# Value Iteration on Grid World

In [1]:
import sys
import os
sys.path.append(os.path.dirname(os.getcwd()))
import numpy as np
from gridworld import GridWorld,plot

In [2]:
def policy_improvement(V,Pi,env):
    """
    Update the policy given a state-value functions
    when multiple actions result in the same action_value, the p will be divided equally
    """
    
    policy_stable = True
    Pi_new = {}
    
    #for all non-terminal states
    for state in env.states:
        if state in env.end_state:
            continue
        #old action
        action = Pi[tuple(state)]
        
        #find new optimal action under current state-value function
        action_values = []
        
        #take all actions and find the largest value
        for a in range(env.action_space.n):
            env.reset(state.copy())
            next_state, reward, done, info = env.step(a)
            next_state_value = V[tuple(next_state)]
            action_values.append(reward+next_state_value)
        best_actions = np.argwhere(action_values == np.amax(action_values)).flatten()

        
        #update policy
        prob = 1/len(best_actions)
        Pi_new[tuple(state)] = [prob if i in best_actions else 0 for i in range(env.action_space.n)]
        
        if not np.array_equal(action,Pi_new[tuple(state)]):
            policy_stable = False

    return policy_stable, Pi_new

def get_max_expected_value(state,Pi,V):
    '''
    determine which action yields the highest expected value and return the value
    '''
    #pi(s)

## RECORDED DATA
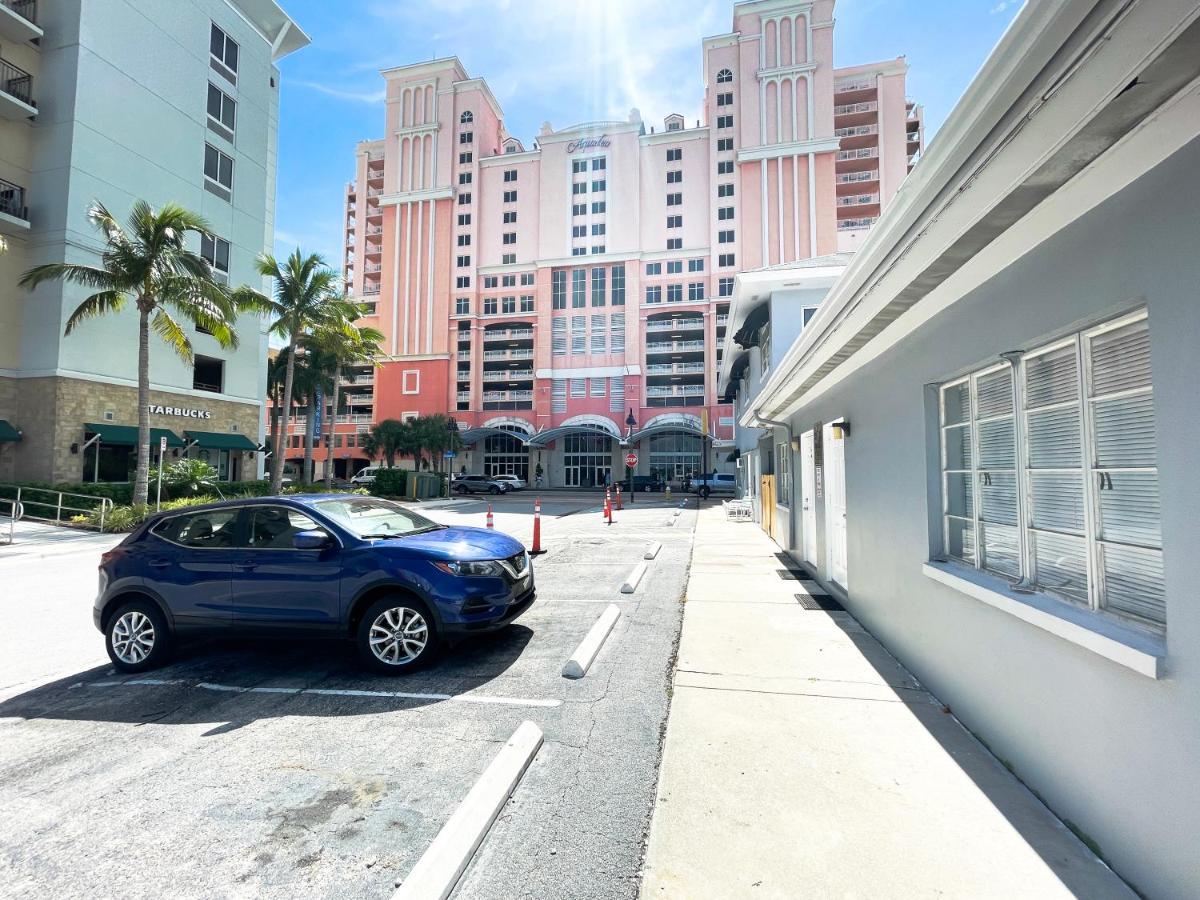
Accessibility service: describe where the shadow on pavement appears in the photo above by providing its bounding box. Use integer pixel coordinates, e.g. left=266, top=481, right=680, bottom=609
left=0, top=624, right=533, bottom=737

## WHAT IS BEING ASKED
List each module that the value iteration notebook above imports.

## EXERCISE RESULT
sys, os, numpy, gridworld